Quelle
---

Wenn etwa ein blindes Kind zusätzlich am Usher-Syndrom leide und dadurch auch in seiner Hörfähigkeit eingeschränkt sei, könne es nicht in einer Schule unterrichtet werden, in der Bauarbeiten liefen. In einem solchen Fall sei es völlig egal, welche rechtlichen Regelungen für den Unterricht des Kindes gelten würden: „Das muss einfach in eine Internatsschule gehen, sonst funktioniert das nicht.“

In Thüringen wird derzeit das Schulgesetz novelliert, in dem festgeschrieben werden soll, dass Kinder mit und ohne Handicap in Zukunft häufiger gemeinsam lernen sollen als bisher. Unabhängig davon wird seit Monaten heftig darüber gestritten, inwieweit es in ihrem Interesse ist, behinderte Kinder gemeinsam mit nicht-behinderten Kindern zu unterrichten.

---

Zeilen
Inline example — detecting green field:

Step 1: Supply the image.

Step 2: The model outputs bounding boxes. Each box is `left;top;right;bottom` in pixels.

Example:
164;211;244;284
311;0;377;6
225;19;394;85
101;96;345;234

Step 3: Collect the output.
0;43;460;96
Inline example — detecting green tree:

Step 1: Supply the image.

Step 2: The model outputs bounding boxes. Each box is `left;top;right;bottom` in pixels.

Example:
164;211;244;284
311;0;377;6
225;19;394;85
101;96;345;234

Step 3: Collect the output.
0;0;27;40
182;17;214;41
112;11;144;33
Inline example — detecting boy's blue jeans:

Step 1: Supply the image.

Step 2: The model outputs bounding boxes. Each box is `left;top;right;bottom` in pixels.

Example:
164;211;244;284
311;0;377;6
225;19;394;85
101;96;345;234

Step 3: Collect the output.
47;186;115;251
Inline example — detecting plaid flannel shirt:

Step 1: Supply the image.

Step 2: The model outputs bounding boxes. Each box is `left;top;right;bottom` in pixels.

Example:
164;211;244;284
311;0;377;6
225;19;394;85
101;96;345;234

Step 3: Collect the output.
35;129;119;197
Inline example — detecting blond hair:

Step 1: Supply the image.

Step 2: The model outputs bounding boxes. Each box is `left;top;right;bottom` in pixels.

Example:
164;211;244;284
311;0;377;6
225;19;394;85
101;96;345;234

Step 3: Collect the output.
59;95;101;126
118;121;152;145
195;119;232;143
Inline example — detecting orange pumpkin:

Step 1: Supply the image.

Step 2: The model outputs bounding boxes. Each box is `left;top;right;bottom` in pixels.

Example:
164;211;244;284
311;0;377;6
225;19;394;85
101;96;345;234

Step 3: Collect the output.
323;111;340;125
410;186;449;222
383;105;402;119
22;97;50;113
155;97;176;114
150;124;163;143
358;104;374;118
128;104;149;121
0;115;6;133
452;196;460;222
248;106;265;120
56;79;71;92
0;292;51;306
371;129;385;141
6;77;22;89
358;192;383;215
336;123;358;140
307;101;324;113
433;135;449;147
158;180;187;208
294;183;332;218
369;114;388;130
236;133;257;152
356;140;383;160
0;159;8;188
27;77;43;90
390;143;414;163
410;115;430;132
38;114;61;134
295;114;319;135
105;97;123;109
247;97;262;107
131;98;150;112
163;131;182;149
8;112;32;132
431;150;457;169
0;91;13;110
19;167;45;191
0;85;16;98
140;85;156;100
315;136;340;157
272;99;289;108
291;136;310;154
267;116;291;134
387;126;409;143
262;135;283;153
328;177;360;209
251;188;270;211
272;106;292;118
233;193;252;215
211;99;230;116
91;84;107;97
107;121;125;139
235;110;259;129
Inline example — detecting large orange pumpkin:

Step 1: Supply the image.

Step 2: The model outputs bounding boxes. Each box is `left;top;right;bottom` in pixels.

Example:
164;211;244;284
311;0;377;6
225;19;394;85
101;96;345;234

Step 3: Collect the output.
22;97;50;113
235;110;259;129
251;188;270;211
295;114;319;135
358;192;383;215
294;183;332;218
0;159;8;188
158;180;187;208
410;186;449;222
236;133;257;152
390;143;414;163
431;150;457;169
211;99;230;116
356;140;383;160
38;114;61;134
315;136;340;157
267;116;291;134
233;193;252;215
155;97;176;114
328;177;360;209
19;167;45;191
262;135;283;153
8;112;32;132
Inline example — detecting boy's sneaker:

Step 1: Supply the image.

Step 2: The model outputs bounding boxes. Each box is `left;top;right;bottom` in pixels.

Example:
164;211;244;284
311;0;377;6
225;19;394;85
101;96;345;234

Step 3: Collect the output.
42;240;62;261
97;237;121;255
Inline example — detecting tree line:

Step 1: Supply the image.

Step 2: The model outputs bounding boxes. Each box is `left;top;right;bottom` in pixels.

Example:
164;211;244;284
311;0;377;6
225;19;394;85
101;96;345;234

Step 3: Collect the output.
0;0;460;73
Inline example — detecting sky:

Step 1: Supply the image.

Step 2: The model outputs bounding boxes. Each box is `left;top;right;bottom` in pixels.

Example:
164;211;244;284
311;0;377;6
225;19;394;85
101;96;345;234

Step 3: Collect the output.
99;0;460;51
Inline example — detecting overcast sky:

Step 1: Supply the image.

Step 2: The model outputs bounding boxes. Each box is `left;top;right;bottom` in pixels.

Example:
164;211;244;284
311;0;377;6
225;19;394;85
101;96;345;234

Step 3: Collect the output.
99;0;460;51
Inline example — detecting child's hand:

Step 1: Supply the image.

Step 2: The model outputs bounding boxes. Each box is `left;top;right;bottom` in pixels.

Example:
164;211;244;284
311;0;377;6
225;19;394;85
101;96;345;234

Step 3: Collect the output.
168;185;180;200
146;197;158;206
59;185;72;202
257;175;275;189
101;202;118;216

---

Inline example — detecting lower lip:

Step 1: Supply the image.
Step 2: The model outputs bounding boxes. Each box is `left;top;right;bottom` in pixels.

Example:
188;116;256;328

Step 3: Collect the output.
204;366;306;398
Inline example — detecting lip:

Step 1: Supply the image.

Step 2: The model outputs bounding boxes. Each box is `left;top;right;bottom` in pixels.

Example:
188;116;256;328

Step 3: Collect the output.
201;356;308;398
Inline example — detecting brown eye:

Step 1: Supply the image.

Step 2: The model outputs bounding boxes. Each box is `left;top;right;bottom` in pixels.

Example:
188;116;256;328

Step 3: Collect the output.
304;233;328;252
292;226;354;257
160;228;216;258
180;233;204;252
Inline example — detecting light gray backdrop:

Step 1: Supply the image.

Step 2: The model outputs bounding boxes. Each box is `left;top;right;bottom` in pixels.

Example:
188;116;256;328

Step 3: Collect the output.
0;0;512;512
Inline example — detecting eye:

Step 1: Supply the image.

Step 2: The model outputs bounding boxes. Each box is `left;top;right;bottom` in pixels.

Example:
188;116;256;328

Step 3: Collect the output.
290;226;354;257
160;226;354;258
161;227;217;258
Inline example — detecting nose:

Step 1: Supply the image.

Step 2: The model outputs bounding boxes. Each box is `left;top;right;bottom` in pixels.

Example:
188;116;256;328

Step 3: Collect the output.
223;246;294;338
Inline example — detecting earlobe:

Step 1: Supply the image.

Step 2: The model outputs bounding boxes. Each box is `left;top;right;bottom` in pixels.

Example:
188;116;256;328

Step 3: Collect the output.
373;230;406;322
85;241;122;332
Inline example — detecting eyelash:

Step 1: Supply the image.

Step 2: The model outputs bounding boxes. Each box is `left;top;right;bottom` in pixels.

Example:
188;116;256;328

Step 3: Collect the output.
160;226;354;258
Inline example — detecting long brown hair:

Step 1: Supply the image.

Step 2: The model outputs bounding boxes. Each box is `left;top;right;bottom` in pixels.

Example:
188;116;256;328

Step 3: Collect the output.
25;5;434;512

---

Aufgabe
Führe den Text über den gemeinsamen Unterricht von Kindern mit und ohne Behinderung in Thüringen im Anschluss an seinen letzten Satz weiter.

Lösung
Nach Einschätzung Leibigers ist in den vergangenen Jahren bei der Integration von Menschen mit Behinderung in die Gesellschaft viel erreicht worden. Trotzdem gebe es unter anderem noch immer „Barrieren in den Köpfen“, die verhinderten, dass Behinderte gleichwertig im Land leben könnten. Ein Beispiel für die positive Entwicklung der jüngeren Vergangenheit seien die Umbaumaßnahmen in der Tourismusregion Oberhof. Dabei sei an vielen Stellen auf Barrierefreiheit geachtet worden - auch wenn dabei teilweise auch einschlägige Normen missachtet worden seien.

Ähnlich wie für den Bildungsbereich sprach sich Leibiger auch für den Wirtschafts-Bereich dafür aus, immer im Einzelfall zu prüfen, ob Menschen mit Handicap auf dem ersten Arbeitsmarkt integrierbar seien oder doch andere Jobangebote brauchten. Behinderte, die in einem Unternehmen einen Arbeitsplatz finden könnten, müssten jede Unterstützung erhalten, die man ihnen dazu geben könne. Es sei aber auch ein Fakt, dass sich nicht jeder Behinderte in einem Unternehmen integrieren lasse.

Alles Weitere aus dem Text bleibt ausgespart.